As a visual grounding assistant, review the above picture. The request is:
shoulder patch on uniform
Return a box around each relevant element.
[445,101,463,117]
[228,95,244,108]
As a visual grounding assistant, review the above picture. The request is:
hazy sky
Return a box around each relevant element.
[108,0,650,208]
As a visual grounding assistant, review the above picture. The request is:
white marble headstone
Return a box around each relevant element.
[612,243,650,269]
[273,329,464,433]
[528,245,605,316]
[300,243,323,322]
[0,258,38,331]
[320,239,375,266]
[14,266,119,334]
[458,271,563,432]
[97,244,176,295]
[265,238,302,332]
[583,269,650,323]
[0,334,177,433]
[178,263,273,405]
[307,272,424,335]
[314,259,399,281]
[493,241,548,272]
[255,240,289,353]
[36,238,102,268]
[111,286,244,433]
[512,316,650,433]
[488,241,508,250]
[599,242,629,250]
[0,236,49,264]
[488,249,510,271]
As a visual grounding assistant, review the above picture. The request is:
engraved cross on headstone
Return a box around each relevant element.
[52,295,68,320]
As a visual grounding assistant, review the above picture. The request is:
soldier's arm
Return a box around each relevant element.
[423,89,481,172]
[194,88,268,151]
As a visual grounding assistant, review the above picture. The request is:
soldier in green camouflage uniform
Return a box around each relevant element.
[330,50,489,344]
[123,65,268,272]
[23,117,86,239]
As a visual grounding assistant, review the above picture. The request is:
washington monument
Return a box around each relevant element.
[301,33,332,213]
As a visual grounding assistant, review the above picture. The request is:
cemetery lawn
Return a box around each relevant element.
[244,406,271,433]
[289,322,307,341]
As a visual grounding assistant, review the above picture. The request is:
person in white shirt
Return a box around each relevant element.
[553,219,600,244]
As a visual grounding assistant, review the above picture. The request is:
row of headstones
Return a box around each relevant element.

Objetivo de la tarea
Reproduce línea por línea y sin alteración alguna todos los registros anteriores.

Salida esperada
As a visual grounding assistant, review the above picture. The request is:
shoulder patch on uniform
Return a box around each relevant element.
[445,101,463,117]
[228,95,244,108]
As a visual grounding assistant, review the above picture. The request is:
hazy sky
Return a box around each relevant element.
[108,0,650,208]
As a visual grounding assistant, review the above picture. The request is:
white marble headstone
Return a box around each relevant element.
[612,243,650,269]
[273,329,464,433]
[528,245,605,316]
[300,243,323,322]
[0,258,38,331]
[320,239,375,266]
[14,266,119,334]
[458,271,563,432]
[97,244,176,295]
[265,238,302,332]
[583,269,650,323]
[0,334,177,433]
[178,263,273,405]
[307,272,424,335]
[314,259,399,281]
[493,241,548,272]
[255,240,289,353]
[36,238,102,268]
[111,286,244,433]
[512,316,650,433]
[488,241,508,250]
[599,242,629,250]
[0,236,49,264]
[488,249,510,271]
As a visual grounding assistant, review the above picture. The request is:
engraved cross on headstone
Return a box around each relevant element.
[52,295,68,320]
As a visual grounding assistant, review the above picture. The request is:
soldier's arm
Return a box around each relevant element.
[423,89,481,172]
[194,88,268,151]
As a visual grounding assistant, review the above picture. The request is:
soldier in green camouflage uniform
Return a box around each relevant element.
[330,50,489,344]
[123,65,268,272]
[23,117,86,239]
As a visual grounding assistant, review the above picture. The request is:
washington monument
Return a box around each relevant element.
[301,33,332,213]
As a visual grounding assistant, review the above picture. The request is:
cemetery lawn
Return a box around each relevant element.
[244,406,271,433]
[289,322,307,341]
As a visual grounding assistant, review the above picture. The request is:
person in white shirt
Return a box around each relevant element.
[553,219,600,244]
As a visual grounding assistant, review the above picture. The request is:
row of headstones
Return a box around each relevant element.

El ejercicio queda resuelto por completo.